→ **Passage shown**:
***

INDEX_PAGE_SIZE — B+ tree page size¶
- Default 4096 bytes (matches typical page cache granularity).
- Valid range 1024–65536, must be power-of-2.
- Larger pages: fewer levels (faster descent), but more data read per page (wastes I/O on small scans).
- Smaller pages: more levels, more compact per-page.
Don't change without a specific reason and a benchmark to prove it. 4096 is a sweet spot on Linux x86_64.
Disk layout¶
- ext4 / xfs — both tested, both fine.
- SSD — strongly recommended. shard-db is I/O-bound on scans once beyond page cache.
- NVMe — helps for bulk loads; marginal for steady-state queries.
Don't use network filesystems (NFS, CIFS) for $DB_ROOT unless you deeply trust their mmap semantics. Latency and coherence bugs compound.

***

[Dataset excerpts on object pointing]
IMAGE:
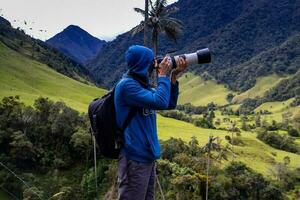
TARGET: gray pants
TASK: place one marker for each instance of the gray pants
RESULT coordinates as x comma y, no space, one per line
136,181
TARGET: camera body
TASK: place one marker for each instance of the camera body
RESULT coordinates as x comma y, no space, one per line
201,56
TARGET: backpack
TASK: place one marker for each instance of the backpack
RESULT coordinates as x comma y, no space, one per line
102,115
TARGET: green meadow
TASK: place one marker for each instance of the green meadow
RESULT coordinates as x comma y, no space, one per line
195,90
30,79
256,154
263,84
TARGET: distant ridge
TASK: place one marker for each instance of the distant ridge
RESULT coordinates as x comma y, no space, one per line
236,31
76,43
38,50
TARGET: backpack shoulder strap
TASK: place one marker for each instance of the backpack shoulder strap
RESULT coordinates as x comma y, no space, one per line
130,116
133,110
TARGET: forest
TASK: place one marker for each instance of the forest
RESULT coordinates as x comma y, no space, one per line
46,153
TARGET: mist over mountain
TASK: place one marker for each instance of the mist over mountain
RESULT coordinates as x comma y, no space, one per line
235,31
76,43
18,40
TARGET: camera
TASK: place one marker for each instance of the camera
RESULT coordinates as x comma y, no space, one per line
201,56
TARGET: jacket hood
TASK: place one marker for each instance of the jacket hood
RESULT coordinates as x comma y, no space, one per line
139,59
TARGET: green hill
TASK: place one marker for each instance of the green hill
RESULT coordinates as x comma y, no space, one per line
263,84
256,154
194,89
30,79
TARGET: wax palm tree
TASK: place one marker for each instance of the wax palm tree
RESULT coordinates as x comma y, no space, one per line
208,148
159,21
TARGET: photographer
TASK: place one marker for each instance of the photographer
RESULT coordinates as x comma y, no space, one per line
136,167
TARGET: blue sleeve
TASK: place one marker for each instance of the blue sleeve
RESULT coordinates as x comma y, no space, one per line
135,95
174,96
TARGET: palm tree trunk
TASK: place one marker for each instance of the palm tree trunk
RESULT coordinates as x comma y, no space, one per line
154,40
145,24
207,174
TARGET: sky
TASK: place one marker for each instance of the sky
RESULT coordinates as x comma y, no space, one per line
43,19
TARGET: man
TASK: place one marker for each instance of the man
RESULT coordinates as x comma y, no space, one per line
136,173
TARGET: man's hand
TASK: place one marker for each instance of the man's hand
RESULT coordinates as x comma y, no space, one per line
163,67
181,66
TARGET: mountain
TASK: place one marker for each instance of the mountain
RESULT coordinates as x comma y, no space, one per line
38,50
30,79
236,31
76,43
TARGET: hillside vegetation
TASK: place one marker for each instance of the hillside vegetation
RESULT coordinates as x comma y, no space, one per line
197,91
262,85
35,49
30,79
248,39
76,43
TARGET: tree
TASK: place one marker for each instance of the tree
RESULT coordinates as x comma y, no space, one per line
208,148
258,120
160,22
145,25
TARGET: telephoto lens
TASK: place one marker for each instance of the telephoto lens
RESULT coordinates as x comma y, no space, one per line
201,56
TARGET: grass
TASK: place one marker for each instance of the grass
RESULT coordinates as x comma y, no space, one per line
263,84
4,196
30,79
277,109
256,154
194,90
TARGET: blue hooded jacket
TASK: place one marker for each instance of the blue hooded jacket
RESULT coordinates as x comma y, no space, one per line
141,141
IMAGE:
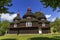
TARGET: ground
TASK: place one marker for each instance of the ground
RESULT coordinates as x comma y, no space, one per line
30,37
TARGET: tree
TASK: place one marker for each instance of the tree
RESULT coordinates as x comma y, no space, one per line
52,3
4,4
55,25
3,26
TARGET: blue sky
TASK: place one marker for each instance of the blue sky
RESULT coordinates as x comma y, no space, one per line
35,6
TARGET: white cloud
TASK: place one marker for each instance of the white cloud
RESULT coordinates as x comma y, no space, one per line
48,16
8,17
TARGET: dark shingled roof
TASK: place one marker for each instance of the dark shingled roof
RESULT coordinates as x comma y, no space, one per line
29,13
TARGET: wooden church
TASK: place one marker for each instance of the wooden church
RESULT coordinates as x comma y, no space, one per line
29,24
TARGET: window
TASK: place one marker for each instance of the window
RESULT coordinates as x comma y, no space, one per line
15,25
28,17
43,24
42,19
28,24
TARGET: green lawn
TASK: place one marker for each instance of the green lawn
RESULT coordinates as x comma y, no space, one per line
30,37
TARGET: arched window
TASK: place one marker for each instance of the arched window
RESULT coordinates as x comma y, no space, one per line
28,24
15,25
43,24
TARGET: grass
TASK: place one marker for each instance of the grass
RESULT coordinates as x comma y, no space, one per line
30,37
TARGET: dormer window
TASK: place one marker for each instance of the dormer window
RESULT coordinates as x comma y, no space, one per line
43,24
15,25
28,24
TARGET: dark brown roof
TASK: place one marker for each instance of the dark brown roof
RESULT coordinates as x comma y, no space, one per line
41,14
28,13
24,20
44,21
17,17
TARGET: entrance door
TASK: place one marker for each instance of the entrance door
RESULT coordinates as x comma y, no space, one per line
40,30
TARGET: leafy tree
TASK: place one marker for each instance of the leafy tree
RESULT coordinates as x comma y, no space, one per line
52,3
3,26
4,4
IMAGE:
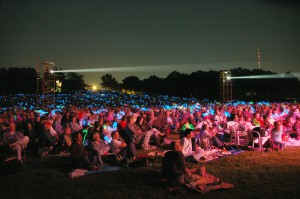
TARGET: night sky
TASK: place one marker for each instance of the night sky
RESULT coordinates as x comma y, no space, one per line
181,35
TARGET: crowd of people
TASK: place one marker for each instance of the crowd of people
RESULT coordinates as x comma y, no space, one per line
95,127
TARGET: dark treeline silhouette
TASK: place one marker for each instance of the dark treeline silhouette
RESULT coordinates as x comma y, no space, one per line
199,84
206,85
24,80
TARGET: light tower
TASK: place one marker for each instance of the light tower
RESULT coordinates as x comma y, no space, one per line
45,85
225,86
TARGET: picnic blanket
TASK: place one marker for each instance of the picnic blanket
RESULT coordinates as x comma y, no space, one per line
292,143
82,172
207,188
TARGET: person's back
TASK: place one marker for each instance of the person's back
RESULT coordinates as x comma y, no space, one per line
172,165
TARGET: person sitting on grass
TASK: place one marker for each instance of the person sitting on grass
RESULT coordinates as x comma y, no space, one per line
15,141
98,148
276,136
79,155
117,146
176,172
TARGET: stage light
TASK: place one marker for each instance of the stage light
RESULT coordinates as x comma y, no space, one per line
271,76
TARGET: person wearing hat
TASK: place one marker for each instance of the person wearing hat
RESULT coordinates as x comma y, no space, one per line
46,136
15,141
186,142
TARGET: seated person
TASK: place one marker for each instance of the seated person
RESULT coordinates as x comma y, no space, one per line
46,136
176,172
186,142
206,134
117,146
15,141
137,137
79,155
67,139
276,136
98,147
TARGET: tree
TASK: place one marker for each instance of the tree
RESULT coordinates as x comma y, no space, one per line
132,82
109,82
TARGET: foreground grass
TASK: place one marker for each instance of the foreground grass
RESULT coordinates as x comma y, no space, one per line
254,174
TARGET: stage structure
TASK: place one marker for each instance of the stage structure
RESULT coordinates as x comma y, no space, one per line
45,95
225,86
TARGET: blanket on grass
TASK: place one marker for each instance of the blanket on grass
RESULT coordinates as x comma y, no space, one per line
292,143
201,155
207,188
82,172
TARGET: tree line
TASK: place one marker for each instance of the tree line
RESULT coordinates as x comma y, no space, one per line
199,84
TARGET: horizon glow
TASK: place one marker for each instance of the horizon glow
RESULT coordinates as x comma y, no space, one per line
271,76
153,68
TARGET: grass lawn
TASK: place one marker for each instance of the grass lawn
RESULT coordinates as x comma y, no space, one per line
254,174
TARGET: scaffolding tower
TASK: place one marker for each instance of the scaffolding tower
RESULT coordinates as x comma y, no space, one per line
45,96
225,86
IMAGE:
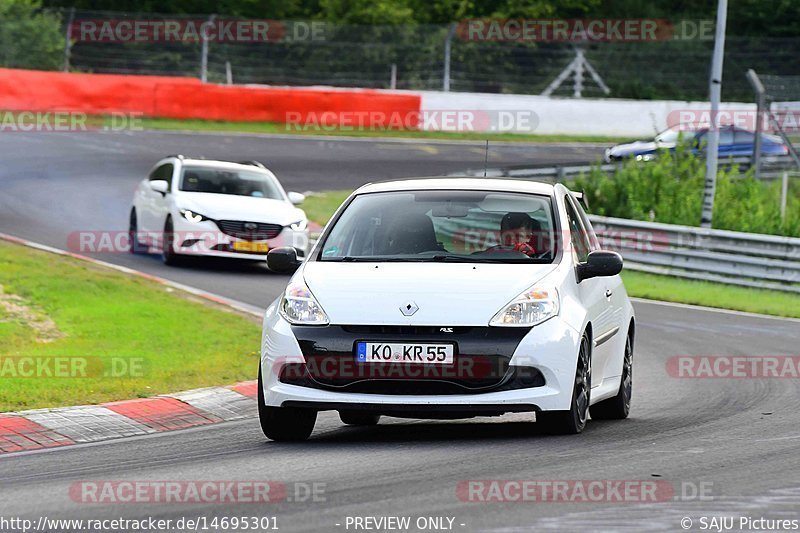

***

→ **Exercise tasks**:
- 1) List every filesystem named in the shard-db configuration notes.
- 2) Answer the following from the shard-db configuration notes, one line each:
(a) What is the default B+ tree page size?
(b) What range of page sizes is valid?
(c) For what kind of work does NVMe help?
- 3) Rewrite the stretch from "Don't change without" through "tested, both fine." in the shard-db configuration notes, swapping "benchmark" for "measurement".

→ **Completed exercise**:
- 1) ext4, xfs, NFS, CIFS

- 2)
(a) 4096 bytes
(b) 1024–65536, and the size must be a power of 2
(c) Bulk loads

- 3)
Don't change without a specific reason and a measurement to prove it. 4096 is a sweet spot on Linux x86_64.
Disk layout¶
- ext4 / xfs — both tested, both fine.